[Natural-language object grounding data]
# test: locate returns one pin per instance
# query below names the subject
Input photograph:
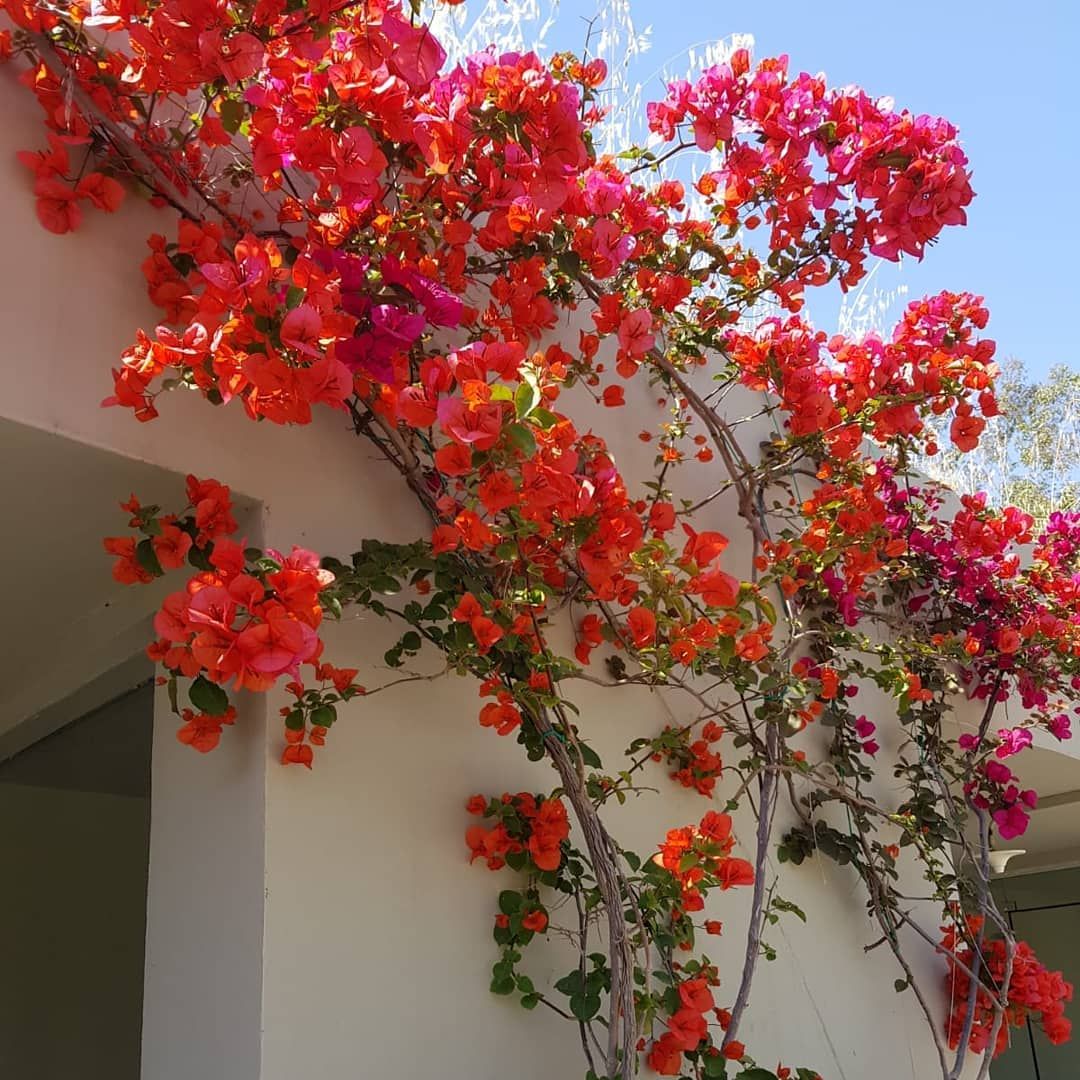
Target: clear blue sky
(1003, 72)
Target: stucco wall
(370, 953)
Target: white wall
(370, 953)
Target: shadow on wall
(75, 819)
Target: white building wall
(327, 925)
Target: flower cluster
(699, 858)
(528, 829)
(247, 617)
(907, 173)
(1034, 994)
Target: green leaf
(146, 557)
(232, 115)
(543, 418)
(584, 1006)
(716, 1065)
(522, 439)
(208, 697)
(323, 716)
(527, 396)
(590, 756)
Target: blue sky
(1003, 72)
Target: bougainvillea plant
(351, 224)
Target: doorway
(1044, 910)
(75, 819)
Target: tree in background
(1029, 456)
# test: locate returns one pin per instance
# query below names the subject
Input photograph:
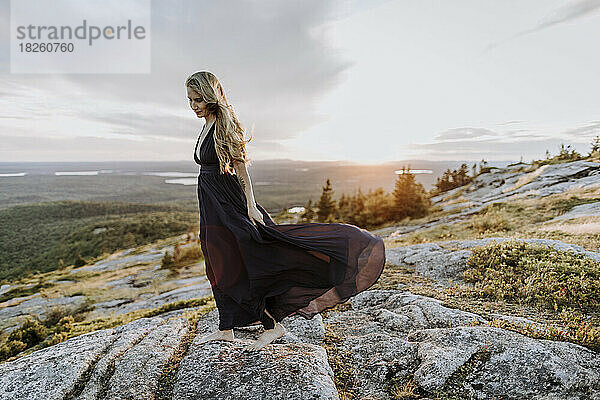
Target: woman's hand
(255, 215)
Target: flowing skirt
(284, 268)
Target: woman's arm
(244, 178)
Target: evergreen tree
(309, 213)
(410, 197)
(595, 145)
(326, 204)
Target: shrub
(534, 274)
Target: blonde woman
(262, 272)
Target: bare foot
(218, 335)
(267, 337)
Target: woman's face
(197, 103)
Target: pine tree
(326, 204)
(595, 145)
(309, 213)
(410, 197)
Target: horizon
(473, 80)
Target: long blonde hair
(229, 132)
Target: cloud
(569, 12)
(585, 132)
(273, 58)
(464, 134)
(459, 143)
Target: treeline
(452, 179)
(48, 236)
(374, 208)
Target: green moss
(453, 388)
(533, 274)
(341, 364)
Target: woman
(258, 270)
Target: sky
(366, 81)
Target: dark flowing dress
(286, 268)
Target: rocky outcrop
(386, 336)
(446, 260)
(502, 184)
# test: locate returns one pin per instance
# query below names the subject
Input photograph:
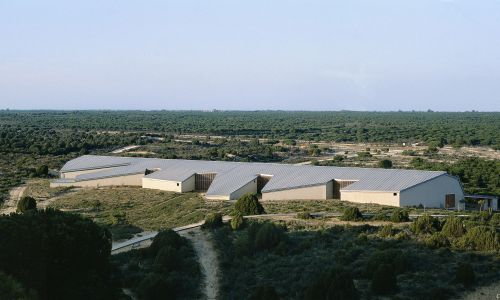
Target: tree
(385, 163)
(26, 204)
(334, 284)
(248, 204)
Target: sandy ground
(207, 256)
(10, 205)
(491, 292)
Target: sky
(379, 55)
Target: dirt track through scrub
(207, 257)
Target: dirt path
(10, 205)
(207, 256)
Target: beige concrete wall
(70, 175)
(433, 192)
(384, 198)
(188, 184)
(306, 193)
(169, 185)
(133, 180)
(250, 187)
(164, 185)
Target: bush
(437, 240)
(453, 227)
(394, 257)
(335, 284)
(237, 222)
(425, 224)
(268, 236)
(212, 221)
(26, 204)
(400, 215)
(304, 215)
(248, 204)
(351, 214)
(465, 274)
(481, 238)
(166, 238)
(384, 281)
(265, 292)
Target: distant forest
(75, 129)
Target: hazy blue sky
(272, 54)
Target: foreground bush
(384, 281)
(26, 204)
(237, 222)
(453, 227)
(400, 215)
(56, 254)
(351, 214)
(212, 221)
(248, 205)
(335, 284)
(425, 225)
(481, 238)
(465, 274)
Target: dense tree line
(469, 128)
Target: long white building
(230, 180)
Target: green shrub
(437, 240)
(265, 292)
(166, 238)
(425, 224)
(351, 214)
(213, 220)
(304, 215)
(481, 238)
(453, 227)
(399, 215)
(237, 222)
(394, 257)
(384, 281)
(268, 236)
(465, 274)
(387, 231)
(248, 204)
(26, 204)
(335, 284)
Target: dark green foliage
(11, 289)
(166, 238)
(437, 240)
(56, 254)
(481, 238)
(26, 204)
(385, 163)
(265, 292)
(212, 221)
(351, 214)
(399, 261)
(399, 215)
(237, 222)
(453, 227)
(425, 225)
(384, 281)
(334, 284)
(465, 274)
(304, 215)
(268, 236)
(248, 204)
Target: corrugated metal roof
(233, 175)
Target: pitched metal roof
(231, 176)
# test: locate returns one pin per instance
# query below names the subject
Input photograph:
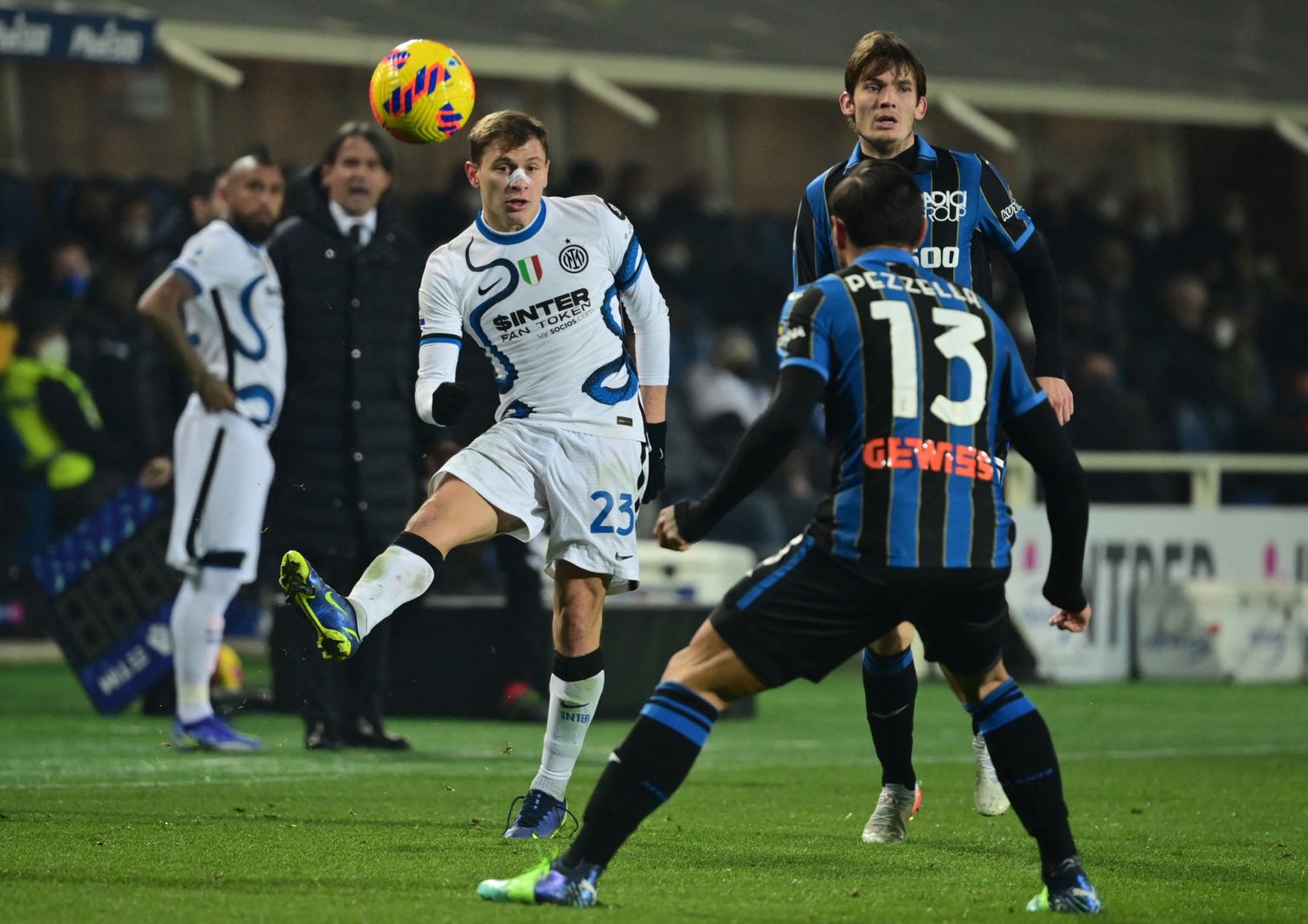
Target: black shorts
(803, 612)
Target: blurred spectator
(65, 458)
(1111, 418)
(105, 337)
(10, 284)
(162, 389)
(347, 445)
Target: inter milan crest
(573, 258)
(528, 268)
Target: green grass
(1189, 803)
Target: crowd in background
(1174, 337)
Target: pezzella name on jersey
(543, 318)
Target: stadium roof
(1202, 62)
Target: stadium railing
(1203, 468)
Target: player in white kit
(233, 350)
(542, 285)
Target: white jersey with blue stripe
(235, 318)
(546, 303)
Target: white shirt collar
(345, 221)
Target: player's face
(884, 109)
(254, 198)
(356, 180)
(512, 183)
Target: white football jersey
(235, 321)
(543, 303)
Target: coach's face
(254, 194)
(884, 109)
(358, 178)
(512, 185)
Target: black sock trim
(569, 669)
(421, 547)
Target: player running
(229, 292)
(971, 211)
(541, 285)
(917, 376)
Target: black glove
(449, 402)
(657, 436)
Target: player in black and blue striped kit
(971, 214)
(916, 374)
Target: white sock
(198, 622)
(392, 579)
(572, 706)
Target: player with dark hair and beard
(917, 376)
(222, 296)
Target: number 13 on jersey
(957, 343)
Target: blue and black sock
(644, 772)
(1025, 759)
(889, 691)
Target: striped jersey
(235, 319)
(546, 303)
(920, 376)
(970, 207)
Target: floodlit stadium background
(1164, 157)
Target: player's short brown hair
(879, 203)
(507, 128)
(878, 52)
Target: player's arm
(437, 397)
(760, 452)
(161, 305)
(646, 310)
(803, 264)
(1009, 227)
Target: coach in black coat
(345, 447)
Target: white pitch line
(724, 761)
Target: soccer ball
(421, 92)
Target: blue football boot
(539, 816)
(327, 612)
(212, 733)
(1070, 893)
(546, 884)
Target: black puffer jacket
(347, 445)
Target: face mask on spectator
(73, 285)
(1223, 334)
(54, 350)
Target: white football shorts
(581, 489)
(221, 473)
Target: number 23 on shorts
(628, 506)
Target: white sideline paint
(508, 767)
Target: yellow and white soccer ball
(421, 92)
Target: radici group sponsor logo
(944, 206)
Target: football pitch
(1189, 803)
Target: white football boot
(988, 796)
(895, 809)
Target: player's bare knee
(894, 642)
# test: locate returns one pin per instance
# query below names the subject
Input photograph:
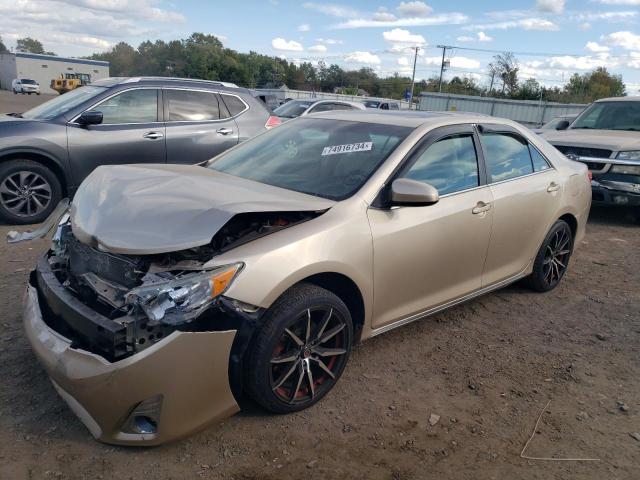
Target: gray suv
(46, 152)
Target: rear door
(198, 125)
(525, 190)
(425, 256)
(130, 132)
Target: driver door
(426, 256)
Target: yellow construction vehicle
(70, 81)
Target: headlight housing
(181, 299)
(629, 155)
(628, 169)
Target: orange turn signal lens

Work to be completed: Without carrying over any picture, write out the entries above once more, exactly.

Solution for this task:
# test: locate returns one pin per instance
# query below names the subject
Input photograph:
Target: clear blue sky
(1003, 72)
Target: stucco wall
(370, 953)
Target: white wall
(370, 953)
Target: shadow on wall
(75, 819)
Target: white building wall
(327, 925)
Target: flower cluster
(699, 858)
(528, 829)
(247, 617)
(907, 173)
(1034, 994)
Target: green leaf
(146, 557)
(232, 115)
(543, 418)
(584, 1006)
(716, 1065)
(522, 439)
(208, 697)
(323, 716)
(527, 396)
(590, 756)
Target: blue sky
(1003, 72)
Target: bougainvillea plant
(351, 224)
Target: doorway
(1044, 910)
(75, 819)
Target: tree in background
(1029, 456)
# test: locate returns one pin per instance
# query below names the subject
Input photograph:
Target: woman's hand
(255, 215)
Target: flowing skirt
(284, 268)
Target: woman's arm
(244, 178)
Target: evergreen tree
(309, 213)
(410, 197)
(595, 145)
(326, 204)
Target: shrub
(534, 274)
Target: blonde woman
(262, 272)
Target: bare foot
(218, 335)
(267, 337)
Target: woman's face
(197, 103)
Target: pine tree
(326, 204)
(595, 145)
(309, 213)
(410, 197)
Target: horizon
(473, 80)
Target: long blonde hair
(229, 132)
Target: cloud
(569, 12)
(585, 132)
(273, 58)
(464, 134)
(459, 143)
Target: treeline
(452, 179)
(48, 236)
(374, 208)
Target: green moss
(453, 388)
(533, 274)
(341, 364)
Target: woman
(258, 270)
Target: sky
(366, 81)
Target: dark flowing dress
(286, 268)
Target: rocky outcrop
(386, 336)
(446, 260)
(502, 184)
# test: locate returns one pin per instance
# query below names the subject
Input photograph:
Target: tree
(385, 163)
(26, 204)
(334, 284)
(248, 204)
Target: sandy ground
(207, 256)
(10, 205)
(491, 292)
Target: sky
(379, 55)
Target: dirt track through scrub
(207, 257)
Target: dirt path
(10, 205)
(207, 256)
Target: beige concrete wall
(70, 175)
(433, 192)
(384, 198)
(188, 184)
(306, 193)
(169, 185)
(133, 180)
(250, 187)
(164, 185)
Target: bush
(437, 240)
(453, 227)
(394, 257)
(335, 284)
(237, 222)
(425, 224)
(268, 236)
(212, 221)
(26, 204)
(400, 215)
(304, 215)
(248, 204)
(351, 214)
(465, 274)
(481, 238)
(166, 238)
(384, 281)
(265, 292)
Target: distant forest
(75, 129)
Target: hazy blue sky
(272, 54)
Target: foreground bush
(384, 281)
(26, 204)
(237, 222)
(453, 227)
(400, 215)
(56, 254)
(351, 214)
(212, 221)
(248, 205)
(335, 284)
(425, 225)
(481, 238)
(465, 274)
Target: dense tree line
(469, 128)
Target: long white building
(230, 180)
Target: green shrub
(437, 240)
(265, 292)
(166, 238)
(425, 224)
(351, 214)
(213, 220)
(304, 215)
(481, 238)
(453, 227)
(399, 215)
(237, 222)
(394, 257)
(384, 281)
(268, 236)
(465, 274)
(387, 231)
(248, 204)
(26, 204)
(335, 284)
Target: dark green foliage
(11, 289)
(166, 238)
(437, 240)
(56, 254)
(481, 238)
(26, 204)
(385, 163)
(265, 292)
(212, 221)
(351, 214)
(399, 261)
(399, 215)
(237, 222)
(453, 227)
(425, 225)
(384, 281)
(334, 284)
(465, 274)
(304, 215)
(268, 236)
(248, 204)
Target: corrugated metal roof
(233, 175)
Target: pitched metal roof
(231, 176)
# test: locate returns one pin per instance
# query below names the subject
Input photograph:
Target: black shorts
(803, 612)
Target: blurred spectator
(65, 458)
(1111, 418)
(105, 337)
(10, 284)
(162, 389)
(347, 445)
Target: inter milan crest
(573, 258)
(528, 268)
Target: green grass
(1189, 803)
Target: crowd in background
(1174, 337)
Target: pezzella name on jersey
(543, 318)
Target: stadium roof
(1202, 62)
Target: stadium railing
(1203, 468)
Target: player in white kit
(233, 350)
(542, 285)
Target: white jersey with blue stripe
(235, 318)
(546, 303)
Target: white shirt collar
(345, 221)
Target: player's face
(884, 109)
(254, 198)
(356, 180)
(512, 183)
Target: white football jersey
(235, 321)
(543, 303)
Target: coach's face
(254, 194)
(884, 109)
(358, 178)
(512, 185)
Target: black sock trim
(569, 669)
(421, 547)
Target: player running
(229, 292)
(971, 211)
(541, 285)
(917, 376)
Target: black glove
(449, 402)
(657, 436)
Target: player in black and blue striped kit
(971, 214)
(916, 374)
Target: white sock
(198, 622)
(392, 579)
(572, 706)
Target: player with dark hair and beard
(917, 376)
(222, 296)
Target: number 13 on jersey
(957, 343)
Target: blue and black sock
(644, 772)
(1025, 759)
(889, 691)
Target: striped jersey
(235, 319)
(546, 303)
(920, 376)
(970, 207)
Target: floodlit stadium background
(1164, 157)
Target: player's short brown hair
(879, 203)
(507, 128)
(878, 52)
Target: player's arm
(437, 397)
(760, 452)
(161, 305)
(646, 310)
(803, 264)
(1009, 227)
Target: coach in black coat
(345, 447)
Target: white pitch line
(724, 761)
Target: soccer ball
(421, 92)
Target: blue football boot
(539, 816)
(327, 612)
(212, 733)
(1070, 893)
(546, 884)
Target: black puffer jacket
(347, 445)
Target: face mask on spectator
(73, 285)
(1223, 334)
(54, 350)
Target: white football shorts
(581, 489)
(221, 473)
Target: number 23 on shorts
(628, 506)
Target: white sideline paint
(508, 767)
Target: yellow and white soccer ball
(421, 92)
Target: radici group sponsor logo
(944, 206)
Target: football pitch
(1189, 803)
Target: white football boot
(988, 796)
(895, 809)
Target: player's bare knee
(894, 642)
# test: locate returns one pin per instance
# query below names the subject
Input photograph:
Target: gray suv
(46, 152)
Target: rear door
(198, 125)
(525, 190)
(425, 256)
(130, 132)
Target: driver door
(426, 256)
Target: yellow construction vehicle
(70, 81)
Target: headlight housing
(181, 299)
(629, 155)
(628, 169)
Target: orange turn signal lens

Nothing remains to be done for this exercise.